Excerpted passage:
An R package is available to apply Zig-Zag and BPS to Gaussian targets, Student t distribution, logistic regression. It can be installed via the R command install.packages("RZigZag").
Mathematics of PDMPs
Here papers are listed which concern the mathematical analysis of the stochastic processes underlying PDMP based algorithms.
J. Bierkens, S. M. Verduyn Lunel, Spectral analysis of the zigzag process (2019). Spectral analysis of the one-dimensional zigzag process, similar to Monmarché (2012) but for non-constant switching intensities. Results are obtained for a one-dimensional unimodal zigzag process with canonical switching intensities, i.e. without refreshments.
C. Andrieu, A. Durmus, N. Nüsken, J. Roussel, Hypocoercivity of Piecewise Deterministic Markov Process-Monte Carlo (2018). This important paper gives results in a very general context for scaling with dimension of various PDMP samplers. The obtained results seem to be sharp, for example in the sense that they agree with the results obtained for the specialized case of a factorized distribution in Bierkens, Kamatani and Roberts (2018) discussed below.

Dataset excerpts:
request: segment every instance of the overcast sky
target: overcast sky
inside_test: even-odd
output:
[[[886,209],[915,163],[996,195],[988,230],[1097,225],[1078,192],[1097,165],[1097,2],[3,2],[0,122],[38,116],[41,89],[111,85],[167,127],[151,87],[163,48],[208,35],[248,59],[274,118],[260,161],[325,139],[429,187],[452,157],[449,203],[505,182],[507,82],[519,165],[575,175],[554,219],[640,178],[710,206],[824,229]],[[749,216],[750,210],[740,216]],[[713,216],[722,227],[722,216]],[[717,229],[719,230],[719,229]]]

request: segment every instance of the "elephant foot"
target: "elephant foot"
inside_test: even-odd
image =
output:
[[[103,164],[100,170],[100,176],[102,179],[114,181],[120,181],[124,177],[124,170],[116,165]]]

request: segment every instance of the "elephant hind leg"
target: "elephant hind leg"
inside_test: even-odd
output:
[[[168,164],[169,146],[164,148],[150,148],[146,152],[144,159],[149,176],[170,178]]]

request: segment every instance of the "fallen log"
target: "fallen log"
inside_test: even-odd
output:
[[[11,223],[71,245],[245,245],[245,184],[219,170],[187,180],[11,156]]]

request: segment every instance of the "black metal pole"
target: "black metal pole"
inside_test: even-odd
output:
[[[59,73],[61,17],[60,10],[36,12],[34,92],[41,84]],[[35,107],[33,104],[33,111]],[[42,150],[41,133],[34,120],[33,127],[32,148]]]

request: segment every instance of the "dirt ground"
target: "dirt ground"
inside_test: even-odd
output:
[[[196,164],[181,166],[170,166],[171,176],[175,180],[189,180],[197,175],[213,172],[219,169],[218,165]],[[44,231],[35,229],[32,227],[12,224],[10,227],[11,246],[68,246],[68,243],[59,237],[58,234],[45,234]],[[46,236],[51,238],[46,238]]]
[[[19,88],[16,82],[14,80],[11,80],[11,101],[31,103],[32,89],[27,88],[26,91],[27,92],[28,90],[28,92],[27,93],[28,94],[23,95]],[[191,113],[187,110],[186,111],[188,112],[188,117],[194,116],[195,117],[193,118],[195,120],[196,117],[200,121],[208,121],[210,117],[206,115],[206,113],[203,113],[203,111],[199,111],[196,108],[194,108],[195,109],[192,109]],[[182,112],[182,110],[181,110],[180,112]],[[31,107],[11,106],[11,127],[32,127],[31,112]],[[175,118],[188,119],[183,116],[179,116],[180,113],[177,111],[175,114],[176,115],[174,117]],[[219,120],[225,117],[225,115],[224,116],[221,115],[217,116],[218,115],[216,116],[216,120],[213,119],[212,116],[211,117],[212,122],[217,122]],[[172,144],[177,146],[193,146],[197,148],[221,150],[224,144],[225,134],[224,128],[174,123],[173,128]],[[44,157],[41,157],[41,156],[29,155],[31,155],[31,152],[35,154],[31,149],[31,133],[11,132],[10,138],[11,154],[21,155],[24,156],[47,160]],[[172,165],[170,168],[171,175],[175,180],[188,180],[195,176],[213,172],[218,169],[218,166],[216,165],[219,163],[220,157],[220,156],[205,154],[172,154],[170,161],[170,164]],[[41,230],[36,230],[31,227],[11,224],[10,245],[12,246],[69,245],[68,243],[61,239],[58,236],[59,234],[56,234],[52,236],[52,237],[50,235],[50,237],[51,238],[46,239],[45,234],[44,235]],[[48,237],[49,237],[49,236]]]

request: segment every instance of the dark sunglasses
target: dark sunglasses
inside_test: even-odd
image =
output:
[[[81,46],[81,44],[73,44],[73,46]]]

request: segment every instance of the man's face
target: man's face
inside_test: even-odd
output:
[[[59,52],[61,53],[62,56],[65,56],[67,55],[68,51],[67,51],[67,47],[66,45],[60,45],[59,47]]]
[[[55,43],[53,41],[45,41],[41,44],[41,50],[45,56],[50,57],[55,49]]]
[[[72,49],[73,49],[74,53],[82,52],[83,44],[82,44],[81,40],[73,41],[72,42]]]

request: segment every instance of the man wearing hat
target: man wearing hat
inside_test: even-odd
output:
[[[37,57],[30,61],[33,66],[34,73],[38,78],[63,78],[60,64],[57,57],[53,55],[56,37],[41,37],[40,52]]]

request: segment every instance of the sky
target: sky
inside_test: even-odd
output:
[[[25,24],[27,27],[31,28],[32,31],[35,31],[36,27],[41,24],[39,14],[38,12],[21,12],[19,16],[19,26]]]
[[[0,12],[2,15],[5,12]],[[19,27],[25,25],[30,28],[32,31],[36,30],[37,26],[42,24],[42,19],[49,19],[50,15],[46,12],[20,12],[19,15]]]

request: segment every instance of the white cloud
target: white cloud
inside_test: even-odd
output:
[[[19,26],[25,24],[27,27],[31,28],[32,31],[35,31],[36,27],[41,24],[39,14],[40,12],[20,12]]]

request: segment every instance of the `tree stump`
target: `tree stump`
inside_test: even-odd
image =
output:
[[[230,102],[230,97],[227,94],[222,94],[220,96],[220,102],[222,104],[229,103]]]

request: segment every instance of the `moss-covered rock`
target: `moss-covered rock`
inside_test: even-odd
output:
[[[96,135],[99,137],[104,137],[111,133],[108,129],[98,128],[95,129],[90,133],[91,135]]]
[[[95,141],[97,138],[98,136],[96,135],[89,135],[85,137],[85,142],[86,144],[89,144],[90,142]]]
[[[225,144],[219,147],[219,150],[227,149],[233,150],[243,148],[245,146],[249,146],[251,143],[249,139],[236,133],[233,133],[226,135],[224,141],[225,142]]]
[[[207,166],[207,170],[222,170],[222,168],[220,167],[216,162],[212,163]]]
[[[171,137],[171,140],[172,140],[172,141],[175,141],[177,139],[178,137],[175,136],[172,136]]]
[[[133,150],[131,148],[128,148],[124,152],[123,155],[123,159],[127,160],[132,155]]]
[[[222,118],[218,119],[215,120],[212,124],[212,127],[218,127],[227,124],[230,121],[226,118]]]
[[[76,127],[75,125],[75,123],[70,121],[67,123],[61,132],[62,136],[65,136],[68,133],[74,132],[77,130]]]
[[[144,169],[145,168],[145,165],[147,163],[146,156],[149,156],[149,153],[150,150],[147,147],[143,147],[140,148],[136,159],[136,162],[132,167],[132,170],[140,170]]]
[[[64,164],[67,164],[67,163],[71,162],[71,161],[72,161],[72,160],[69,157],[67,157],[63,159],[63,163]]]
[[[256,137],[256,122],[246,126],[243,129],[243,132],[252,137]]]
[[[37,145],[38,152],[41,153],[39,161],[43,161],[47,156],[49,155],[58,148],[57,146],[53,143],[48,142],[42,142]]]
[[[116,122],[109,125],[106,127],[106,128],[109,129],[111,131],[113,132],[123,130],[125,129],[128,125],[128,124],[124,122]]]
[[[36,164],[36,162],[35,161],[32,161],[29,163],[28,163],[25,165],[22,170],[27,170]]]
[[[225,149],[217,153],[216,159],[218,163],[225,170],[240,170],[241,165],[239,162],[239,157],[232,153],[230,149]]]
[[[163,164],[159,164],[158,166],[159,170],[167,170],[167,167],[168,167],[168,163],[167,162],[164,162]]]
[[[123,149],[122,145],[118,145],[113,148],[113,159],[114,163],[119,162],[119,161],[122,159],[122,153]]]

What you will do:
a – List the authors of the papers listed under "Mathematics of PDMPs" in the passage on PDMP methods.
b – Using the passage on PDMP methods, decide whether each statement agrees with it. Answer yes or no and quote the words that decide it.
(i) The RZigZag package is installed with an R command.
(ii) The Bierkens and Verduyn Lunel paper studies a zigzag process that includes refreshments.
(iii) The Andrieu, Durmus, Nüsken and Roussel results conflict with those of Bierkens, Kamatani and Roberts (2018).
c – Carry on the passage on PDMP methods from its last sentence.
The rows come from a different source than the passage on PDMP methods.

Numbered answers:
a – J. Bierkens, S. M. Verduyn Lunel, C. Andrieu, A. Durmus, N. Nüsken, J. Roussel

b –
(i) Yes: "It can be installed via the R command install.packages("RZigZag")."
(ii) No: "with canonical switching intensities, i.e. without refreshments."
(iii) No: "they agree with the results obtained for the specialized case of a factorized distribution in Bierkens, Kamatani and Roberts (2018)"

c –
G. Deligiannidis, D. Paulin, A. Doucet, Randomized Hamiltonian Monte Carlo as Scaling Limit of the Bouncy Particle Sampler and Dimension-Free Convergence Rates (2018). For a constant refreshment rate (relative to standard normal velocities in stationarity), the first coordinate of the BPS has a scaling limit as the dimension d goes to infinity, implying that the mixing time of the first coordinate process is dimension-independent. Note however that in Bierkens, Kamatani and Roberts (2018) we show that in order for the radial component to mix we require the refreshment rate to grow at the same speed as (the norm of) the velocity.
J. Bierkens, K. Kamatani, G. Roberts, High-dimensional scaling limits of piecewise deterministic sampling algorithms (2018). In the case of a standard normal distribution on R^d, the computational efficiency of Zig-Zag and BPS (with constant positive refreshment) are compared by means of scaling limits for certain summary statistics.
A. Durmus, A. Guillin, P. Monmarché, Geometric ergodicity of the bouncy particle sampler (2018). Compared to Deligiannidis et al. (2017) the conditions for exponential ergodicity of BPS are weakened, based on a coupling argument.
J. Bierkens, G. Roberts, P.-A. Zitt, Ergodicity of the zigzag process (2017). In this paper it is shown that under mild conditions the zigzag process is (exponentially) ergodic, even without refreshments of the velocity.
J. Bierkens, Gareth Roberts, A piecewise deterministic scaling limit of Lifted Metropolis-Hastings in the Curie-Weiss model (2015). In this work we obtained the zigzag process as a scaling limit of Lifted Metropolis-Hastings, a discrete non-reversible MCMC algorithm (see the paper by Turitsyn et al. (2008) listed below). We obtain exponential ergodicity of the Zig-Zag process in the one-dimensional case.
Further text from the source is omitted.